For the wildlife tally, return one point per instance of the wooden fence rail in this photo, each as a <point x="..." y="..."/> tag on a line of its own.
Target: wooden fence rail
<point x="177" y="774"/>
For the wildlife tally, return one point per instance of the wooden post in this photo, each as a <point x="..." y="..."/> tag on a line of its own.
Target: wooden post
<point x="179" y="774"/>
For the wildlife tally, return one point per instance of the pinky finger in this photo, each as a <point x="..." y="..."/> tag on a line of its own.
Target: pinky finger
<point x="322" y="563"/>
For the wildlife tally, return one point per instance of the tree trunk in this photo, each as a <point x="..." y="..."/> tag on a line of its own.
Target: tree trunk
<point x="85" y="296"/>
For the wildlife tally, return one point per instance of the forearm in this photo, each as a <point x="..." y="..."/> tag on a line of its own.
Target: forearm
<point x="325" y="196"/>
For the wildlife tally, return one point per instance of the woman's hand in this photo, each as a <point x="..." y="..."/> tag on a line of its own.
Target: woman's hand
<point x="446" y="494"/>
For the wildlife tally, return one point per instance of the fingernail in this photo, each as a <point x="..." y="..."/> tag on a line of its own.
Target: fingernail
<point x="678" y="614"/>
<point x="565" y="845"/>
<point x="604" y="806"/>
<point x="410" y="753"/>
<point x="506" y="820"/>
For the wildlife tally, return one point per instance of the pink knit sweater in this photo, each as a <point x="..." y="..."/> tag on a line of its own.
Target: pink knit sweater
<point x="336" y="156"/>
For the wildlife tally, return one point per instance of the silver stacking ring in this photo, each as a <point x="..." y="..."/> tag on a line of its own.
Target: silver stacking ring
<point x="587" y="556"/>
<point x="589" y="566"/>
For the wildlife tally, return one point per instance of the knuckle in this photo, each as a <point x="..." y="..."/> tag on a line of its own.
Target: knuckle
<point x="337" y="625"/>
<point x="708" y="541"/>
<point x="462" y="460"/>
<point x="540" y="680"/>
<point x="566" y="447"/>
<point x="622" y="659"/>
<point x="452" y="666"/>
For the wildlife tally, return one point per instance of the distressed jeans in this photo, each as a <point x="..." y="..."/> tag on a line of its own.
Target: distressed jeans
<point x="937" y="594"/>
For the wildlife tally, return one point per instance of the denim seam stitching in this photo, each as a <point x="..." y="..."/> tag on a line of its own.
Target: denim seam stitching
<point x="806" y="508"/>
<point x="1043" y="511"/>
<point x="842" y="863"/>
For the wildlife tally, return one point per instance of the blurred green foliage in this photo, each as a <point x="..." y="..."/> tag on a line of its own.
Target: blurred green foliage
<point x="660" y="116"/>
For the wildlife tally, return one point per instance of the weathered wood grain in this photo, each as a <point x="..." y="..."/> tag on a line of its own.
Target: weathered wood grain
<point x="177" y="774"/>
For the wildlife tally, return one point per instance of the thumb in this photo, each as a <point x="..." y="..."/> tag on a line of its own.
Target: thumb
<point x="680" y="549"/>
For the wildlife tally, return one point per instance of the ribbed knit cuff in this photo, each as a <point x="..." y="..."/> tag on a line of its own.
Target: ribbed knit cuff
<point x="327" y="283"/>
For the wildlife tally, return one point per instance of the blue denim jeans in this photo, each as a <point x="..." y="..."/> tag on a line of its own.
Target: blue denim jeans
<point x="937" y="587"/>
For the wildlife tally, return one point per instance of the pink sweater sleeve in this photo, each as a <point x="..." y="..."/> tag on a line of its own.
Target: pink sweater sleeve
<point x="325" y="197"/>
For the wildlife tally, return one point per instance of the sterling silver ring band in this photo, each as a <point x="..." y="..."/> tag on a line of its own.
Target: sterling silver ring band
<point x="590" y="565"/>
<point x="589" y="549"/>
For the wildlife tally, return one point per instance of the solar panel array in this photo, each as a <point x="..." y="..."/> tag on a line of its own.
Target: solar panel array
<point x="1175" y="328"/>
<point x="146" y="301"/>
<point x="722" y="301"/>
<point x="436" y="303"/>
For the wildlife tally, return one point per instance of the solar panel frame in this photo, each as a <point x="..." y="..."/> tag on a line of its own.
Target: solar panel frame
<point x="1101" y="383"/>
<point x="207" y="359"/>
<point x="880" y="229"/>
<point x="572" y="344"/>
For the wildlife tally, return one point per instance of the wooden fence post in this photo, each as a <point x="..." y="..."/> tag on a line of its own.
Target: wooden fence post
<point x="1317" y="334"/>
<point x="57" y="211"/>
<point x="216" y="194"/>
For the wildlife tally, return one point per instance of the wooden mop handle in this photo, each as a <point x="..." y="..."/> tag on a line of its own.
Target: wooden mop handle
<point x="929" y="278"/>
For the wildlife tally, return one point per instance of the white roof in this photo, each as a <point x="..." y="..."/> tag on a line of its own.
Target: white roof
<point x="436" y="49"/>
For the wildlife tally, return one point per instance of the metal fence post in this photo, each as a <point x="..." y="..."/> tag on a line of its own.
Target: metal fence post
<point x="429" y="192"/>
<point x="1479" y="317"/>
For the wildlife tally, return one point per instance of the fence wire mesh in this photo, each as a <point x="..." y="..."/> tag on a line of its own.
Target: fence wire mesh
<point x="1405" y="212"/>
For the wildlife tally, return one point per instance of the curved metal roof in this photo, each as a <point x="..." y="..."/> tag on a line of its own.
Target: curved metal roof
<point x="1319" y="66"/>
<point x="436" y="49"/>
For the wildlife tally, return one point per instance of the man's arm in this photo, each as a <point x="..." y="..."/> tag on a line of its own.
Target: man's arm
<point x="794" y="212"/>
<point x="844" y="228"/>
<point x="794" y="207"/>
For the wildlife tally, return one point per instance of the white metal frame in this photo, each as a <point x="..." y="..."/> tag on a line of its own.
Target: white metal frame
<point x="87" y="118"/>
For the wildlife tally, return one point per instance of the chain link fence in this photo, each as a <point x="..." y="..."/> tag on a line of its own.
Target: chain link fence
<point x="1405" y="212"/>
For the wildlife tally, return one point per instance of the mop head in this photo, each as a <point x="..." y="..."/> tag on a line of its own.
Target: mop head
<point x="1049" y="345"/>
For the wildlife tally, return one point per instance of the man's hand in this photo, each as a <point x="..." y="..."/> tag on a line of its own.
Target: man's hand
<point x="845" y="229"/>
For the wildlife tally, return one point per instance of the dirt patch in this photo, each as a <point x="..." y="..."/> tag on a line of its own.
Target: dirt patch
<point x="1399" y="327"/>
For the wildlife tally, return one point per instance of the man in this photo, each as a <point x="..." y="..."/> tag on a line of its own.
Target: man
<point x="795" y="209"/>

_TASK DESCRIPTION_: Once you have read the records above, write them all out exactly.

_SOLUTION FOR THIS TASK_:
For the wildlife tally, return one point per instance of the wooden fence rail in this photo, each as a <point x="..." y="..."/> tag on a line of its own.
Target: wooden fence rail
<point x="177" y="774"/>
For the wildlife tally, return one point per instance of the wooden post in this photo, each as a <point x="..." y="..."/> tag on a line of its own.
Target: wooden post
<point x="179" y="774"/>
For the wildlife tally, return one point per instance of the pinky finger in this photo, each as a <point x="..." y="..."/> tag on a line of its own.
Target: pinky finger
<point x="322" y="563"/>
For the wildlife tally, return one point per instance of the tree trunk in this photo, each as a <point x="..." y="..."/> tag on a line of its own.
Target: tree trunk
<point x="85" y="296"/>
For the wildlife tally, return one point per instance of the forearm in this photo, each as a <point x="..." y="..."/> tag on a line of its own.
Target: forearm
<point x="325" y="196"/>
For the wildlife tally, return one point per instance of the woman's hand in this photo, each as a <point x="..." y="..."/> tag on a line of its own.
Target: woman's hand
<point x="446" y="494"/>
For the wildlife tally, return one point per instance of the fingernail in this photo, each as a <point x="..." y="..."/> tag on a line of its own.
Target: fingernail
<point x="678" y="614"/>
<point x="565" y="845"/>
<point x="604" y="806"/>
<point x="410" y="753"/>
<point x="506" y="820"/>
For the wildlife tally, return one point per instance of the pink knit sweater in this photo, each as a <point x="..." y="..."/> tag on a line of its own.
Target: pink knit sweater
<point x="336" y="156"/>
For the wildlife tally, return one point per instance of the silver stacking ring in this photo, each as a <point x="..." y="..."/> tag on a line of its own.
Target: silver stacking ring
<point x="587" y="556"/>
<point x="589" y="566"/>
For the wildlife tally, return one point per instance of the knuckle in this photo, each as a <point x="..." y="..."/> tag on a line of its own.
Target: knuckle
<point x="337" y="625"/>
<point x="708" y="541"/>
<point x="462" y="460"/>
<point x="540" y="680"/>
<point x="566" y="447"/>
<point x="622" y="659"/>
<point x="452" y="666"/>
For the wildlife tally, return one point per instance of the distressed jeans in this photo, each as a <point x="..." y="..."/> tag on a line of its own.
Target: distressed jeans
<point x="937" y="594"/>
For the wildlife tally, return one point per instance of the denim seam stitching in this photo, each as a <point x="..." y="..."/> tag on a line of its own.
Target: denim seam stitching
<point x="806" y="508"/>
<point x="1043" y="511"/>
<point x="842" y="863"/>
For the wildlife tally, return one point per instance of the blurred green foliage in this photo, each as a <point x="..." y="..."/> tag on a line of its own.
Target: blurred green foliage
<point x="660" y="116"/>
For the wildlife tally, return one point per instance of the weathered wood grain in this photo, each as a <point x="..." y="..."/> tag on a line of its own.
Target: weathered wood grain
<point x="177" y="774"/>
For the wildlife tally, return one point per instance of the thumb in this photo, each as a <point x="..." y="..."/> tag on a line of its own.
Target: thumb
<point x="680" y="549"/>
For the wildlife tally, return one point per instance of the ribbed knit cuff in this photo, each as a <point x="..." y="..."/> tag on a line of its own.
Target: ribbed knit cuff
<point x="327" y="283"/>
For the wildlife tally, return one point per instance of the blue denim jeans in this photo, each as a <point x="..." y="..."/> tag on a line of its own.
Target: blue denim jeans
<point x="937" y="587"/>
For the wildlife tally, return one point per instance of the pink sweater sleeve in this photo, each as a <point x="..." y="..."/> tag on a line of its own.
Target: pink sweater sleeve
<point x="325" y="197"/>
For the wildlife tally, return one point per instance of the sterling silver ring band in this photo, each as a <point x="..." y="..."/> tag on a line of its own.
Target: sterling silver ring band
<point x="590" y="565"/>
<point x="589" y="549"/>
For the wildlife tally, return one point per instance of the solar panel array in this photo, each as a <point x="..." y="..."/> tag on a line of its own.
Target: solar panel array
<point x="1175" y="328"/>
<point x="146" y="301"/>
<point x="722" y="301"/>
<point x="436" y="303"/>
For the wildlife tally, return one point per instance of the solar panel frame in this photo, each as a <point x="..." y="..."/> tag on a line of its own.
Target: solar panel frame
<point x="1101" y="383"/>
<point x="207" y="359"/>
<point x="880" y="229"/>
<point x="572" y="344"/>
For the wildlife tally, return one point per instance of the wooden fence post in this photo, each as a <point x="..." y="..."/> tag on a line of its own.
Target: wooden fence post
<point x="1317" y="334"/>
<point x="57" y="211"/>
<point x="216" y="194"/>
For the wildlife tally, return one point per instance of the wooden mop handle in this photo, each as a <point x="..." y="..."/> tag on a line of its own.
Target: wooden mop handle
<point x="929" y="278"/>
For the wildlife tally, return one point per instance of the white roof in this photo, each as a <point x="..." y="..."/> tag on a line of its own.
Target: white roof
<point x="436" y="49"/>
For the wildlife tally, return one point per instance of the metal fence post in this photo, each as a <point x="..." y="..."/> tag on a line of its own.
Target: metal fence post
<point x="429" y="192"/>
<point x="1479" y="317"/>
For the wildlife tally, return one point per instance of the fence wire mesh in this photo, each as a <point x="..." y="..."/> tag on a line of its own.
Target: fence wire mesh
<point x="1405" y="212"/>
For the wildlife tally, return one point per instance of the curved metal roof in this photo, each as a <point x="..." y="..."/> tag on a line of its own.
Target: curved metal roof
<point x="1319" y="66"/>
<point x="436" y="49"/>
For the wildlife tally, return one point per instance of the man's arm in this photo, each as a <point x="..." y="..."/> tag on a line of its own.
Target: man's arm
<point x="794" y="212"/>
<point x="844" y="228"/>
<point x="794" y="207"/>
For the wildlife tally, return one point per instance of the white metal frame in this photo, each as a <point x="..." y="..."/> tag on a line of its own.
Target: white metal frame
<point x="87" y="118"/>
For the wildlife tally, return one point per instance of the chain link fence in this photo, each as a <point x="..." y="..."/> tag on a line of its own.
Target: chain link fence
<point x="1405" y="212"/>
For the wildlife tally, return one point per instance of the mop head in this photo, each as a <point x="..." y="..."/> tag on a line of its own.
Target: mop head
<point x="1049" y="345"/>
For the wildlife tally, return one point per instance of the man's hand in this photo, each as a <point x="..." y="..."/> tag on a line of its own.
Target: man's hand
<point x="845" y="229"/>
For the wildlife tally, return one point per instance of the dirt patch in this photo, each as a <point x="..." y="..."/> tag on a line of its own.
Target: dirt patch
<point x="1399" y="327"/>
For the wildlife tally, return one point per instance of the man in this photo, each as a <point x="..." y="..."/> tag on a line of its own.
Target: man
<point x="795" y="209"/>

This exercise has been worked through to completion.